Reproduce the entries exactly.

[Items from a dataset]
* * * * * * *
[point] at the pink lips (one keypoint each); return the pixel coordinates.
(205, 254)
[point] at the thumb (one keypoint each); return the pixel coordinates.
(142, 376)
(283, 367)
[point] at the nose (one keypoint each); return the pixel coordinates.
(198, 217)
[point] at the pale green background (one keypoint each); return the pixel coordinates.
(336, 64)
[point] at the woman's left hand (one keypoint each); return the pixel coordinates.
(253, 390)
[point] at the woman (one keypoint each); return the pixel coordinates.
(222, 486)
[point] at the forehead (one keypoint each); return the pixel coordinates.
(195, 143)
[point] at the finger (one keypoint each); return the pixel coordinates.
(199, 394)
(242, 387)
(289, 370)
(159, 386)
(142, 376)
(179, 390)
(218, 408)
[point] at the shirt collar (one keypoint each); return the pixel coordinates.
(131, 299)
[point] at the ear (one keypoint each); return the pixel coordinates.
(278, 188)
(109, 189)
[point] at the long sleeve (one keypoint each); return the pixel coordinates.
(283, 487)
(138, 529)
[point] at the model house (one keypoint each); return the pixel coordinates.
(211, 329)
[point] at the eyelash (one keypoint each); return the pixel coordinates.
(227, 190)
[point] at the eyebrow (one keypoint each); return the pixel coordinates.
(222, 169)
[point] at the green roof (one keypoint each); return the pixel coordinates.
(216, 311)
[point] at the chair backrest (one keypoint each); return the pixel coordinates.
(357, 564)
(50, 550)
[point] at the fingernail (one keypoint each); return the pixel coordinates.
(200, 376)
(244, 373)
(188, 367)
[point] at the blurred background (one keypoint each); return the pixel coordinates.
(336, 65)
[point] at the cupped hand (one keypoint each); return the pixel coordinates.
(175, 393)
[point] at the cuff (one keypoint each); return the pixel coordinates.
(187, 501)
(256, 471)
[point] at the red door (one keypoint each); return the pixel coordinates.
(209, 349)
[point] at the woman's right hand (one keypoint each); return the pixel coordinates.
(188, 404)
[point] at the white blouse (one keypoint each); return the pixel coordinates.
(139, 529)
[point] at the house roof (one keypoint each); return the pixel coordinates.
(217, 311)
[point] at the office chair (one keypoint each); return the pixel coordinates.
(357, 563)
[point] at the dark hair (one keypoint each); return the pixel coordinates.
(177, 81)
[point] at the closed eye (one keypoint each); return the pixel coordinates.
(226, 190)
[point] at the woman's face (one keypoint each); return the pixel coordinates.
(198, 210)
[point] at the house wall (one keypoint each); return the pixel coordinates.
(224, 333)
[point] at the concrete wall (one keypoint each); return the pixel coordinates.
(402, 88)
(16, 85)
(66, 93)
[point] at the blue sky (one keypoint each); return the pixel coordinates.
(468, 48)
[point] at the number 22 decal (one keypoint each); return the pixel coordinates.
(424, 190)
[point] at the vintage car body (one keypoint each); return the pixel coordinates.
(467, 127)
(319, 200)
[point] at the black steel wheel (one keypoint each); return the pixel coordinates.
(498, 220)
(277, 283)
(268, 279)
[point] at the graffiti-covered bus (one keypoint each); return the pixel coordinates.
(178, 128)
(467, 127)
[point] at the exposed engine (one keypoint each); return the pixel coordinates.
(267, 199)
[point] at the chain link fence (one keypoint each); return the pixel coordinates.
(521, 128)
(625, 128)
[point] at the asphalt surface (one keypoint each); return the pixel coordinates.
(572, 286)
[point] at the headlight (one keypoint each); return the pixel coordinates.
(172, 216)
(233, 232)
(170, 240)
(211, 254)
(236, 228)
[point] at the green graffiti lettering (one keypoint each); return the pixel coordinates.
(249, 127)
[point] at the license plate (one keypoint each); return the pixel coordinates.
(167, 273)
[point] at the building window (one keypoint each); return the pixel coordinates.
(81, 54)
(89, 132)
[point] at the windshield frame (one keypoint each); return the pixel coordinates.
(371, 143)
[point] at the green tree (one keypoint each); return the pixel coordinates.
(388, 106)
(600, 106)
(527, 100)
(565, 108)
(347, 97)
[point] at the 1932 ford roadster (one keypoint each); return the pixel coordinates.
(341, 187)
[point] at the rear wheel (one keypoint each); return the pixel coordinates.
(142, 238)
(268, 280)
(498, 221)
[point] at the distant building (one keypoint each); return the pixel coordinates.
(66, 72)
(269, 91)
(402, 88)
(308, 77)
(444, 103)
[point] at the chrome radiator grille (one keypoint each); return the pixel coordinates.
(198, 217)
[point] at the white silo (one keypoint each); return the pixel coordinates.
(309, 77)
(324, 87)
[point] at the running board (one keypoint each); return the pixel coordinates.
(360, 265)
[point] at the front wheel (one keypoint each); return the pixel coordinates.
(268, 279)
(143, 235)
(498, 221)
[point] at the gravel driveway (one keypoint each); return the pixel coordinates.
* * * * * * *
CORRECT OUTPUT:
[point] at the pink lips (one keypoint each); return the pixel coordinates.
(205, 254)
[point] at the thumb (one keypoint each); return the pixel coordinates.
(142, 376)
(283, 367)
[point] at the nose (one keypoint each); return the pixel coordinates.
(198, 217)
[point] at the pale green background (one keypoint each); return the pixel coordinates.
(336, 64)
[point] at the woman's left hand (one keypoint each); return the pixel coordinates.
(253, 390)
[point] at the woman (one keypoint each); return the pixel coordinates.
(222, 486)
[point] at the forehead (one keypoint each); return the pixel coordinates.
(195, 143)
[point] at the finger (one keypoint each); return the pixel coordinates.
(199, 394)
(242, 387)
(289, 370)
(159, 386)
(142, 376)
(179, 390)
(218, 408)
[point] at the shirt collar (one keypoint each); return the pixel coordinates.
(131, 299)
[point] at the ear (one keypoint each); return the pixel coordinates.
(278, 188)
(109, 189)
[point] at the long sleeve (one keypoint each); return the pixel coordinates.
(283, 487)
(138, 529)
[point] at the model house (one keypoint each); return the pixel coordinates.
(211, 329)
[point] at the eyelash (one keypoint each); return the pixel coordinates.
(227, 190)
[point] at the eyebrow (one keypoint each); return the pixel coordinates.
(222, 169)
[point] at the green roof (one keypoint each); return the pixel coordinates.
(216, 311)
[point] at the chair backrest (one keypoint each); return the pixel coordinates.
(357, 564)
(50, 550)
[point] at the fingernail (one keypoint each); return the pixel coordinates.
(200, 376)
(244, 373)
(188, 367)
[point] at the blurred background (one keypoint each); return the pixel coordinates.
(336, 65)
[point] at the cupped hand (one keypoint each); return the pixel coordinates.
(175, 393)
[point] at the cuff (one keypoint each); return the pixel coordinates.
(187, 501)
(256, 471)
[point] at the red door (one keypoint each); return the pixel coordinates.
(209, 349)
[point] at the woman's right hand (one keypoint each); return the pixel coordinates.
(188, 404)
[point] at the white blouse (one keypoint each); return the pixel coordinates.
(139, 529)
[point] at the house roof (one keypoint each); return the pixel coordinates.
(217, 311)
[point] at the office chair (one keypoint each); return the pixel coordinates.
(357, 563)
[point] at the dark hair (one keypoint each); return the pixel coordinates.
(177, 81)
[point] at the closed eye (one keypoint each); return the pixel coordinates.
(226, 190)
[point] at the woman's face (one keypoint each); return the pixel coordinates.
(198, 210)
[point] at the house wall (one keypoint each); return the pixel coordinates.
(224, 333)
[point] at the concrete wall (one keypoint each); return the pixel coordinates.
(402, 88)
(16, 85)
(66, 93)
[point] at the blue sky (one keypoint each); return the pixel coordinates.
(468, 48)
[point] at the number 22 decal (one keypoint each); return the pixel coordinates.
(424, 190)
[point] at the vintage car body (one keypoint each); return the pixel coordinates.
(467, 127)
(319, 200)
[point] at the black steel wheel (one keypoint each); return the pixel coordinates.
(498, 220)
(277, 283)
(268, 279)
[point] at the graffiti-covered bus (one keypoint each); return the pixel coordinates.
(178, 128)
(467, 127)
[point] at the exposed engine (one keypoint each); return the pixel coordinates.
(267, 199)
[point] at the chain link fence (one keypoint each); return the pixel coordinates.
(521, 128)
(625, 128)
[point] at the asphalt surface (one keypoint each); return the pixel coordinates.
(572, 286)
[point] at the headlight (one keypoint each); return the pixel coordinates.
(172, 216)
(233, 232)
(170, 240)
(211, 254)
(236, 228)
[point] at the green graffiti lettering (one keypoint each); return the pixel coordinates.
(249, 127)
[point] at the license plate (one keypoint each); return the pixel coordinates.
(167, 273)
[point] at the building window (one keypoint each); return the pixel coordinates.
(81, 54)
(89, 132)
[point] at the windshield frame (one keypoint each); return the pixel coordinates.
(371, 143)
[point] at the green tree (one keypoint each); return the pixel coordinates.
(388, 106)
(600, 106)
(527, 100)
(565, 108)
(347, 97)
[point] at the 1932 ford roadster (one keypoint each); return the pixel coordinates.
(341, 187)
[point] at the rear wheel (one keypoint each); return the pixel coordinates.
(142, 238)
(268, 280)
(498, 221)
[point] at the distant building (one keypoint each); return the pixel coordinates.
(66, 72)
(269, 91)
(402, 88)
(308, 77)
(444, 103)
[point] at the chrome radiator grille (one keypoint each); return the pixel coordinates.
(198, 217)
[point] at the white silo (one keypoint each); return the pixel coordinates.
(309, 77)
(324, 87)
[point] at the running board (one keypoint each); return the pixel coordinates.
(360, 265)
[point] at the front wheel (one keypoint each); return the pixel coordinates.
(268, 279)
(143, 235)
(498, 221)
[point] at the gravel driveway (one keypoint each); return the pixel coordinates.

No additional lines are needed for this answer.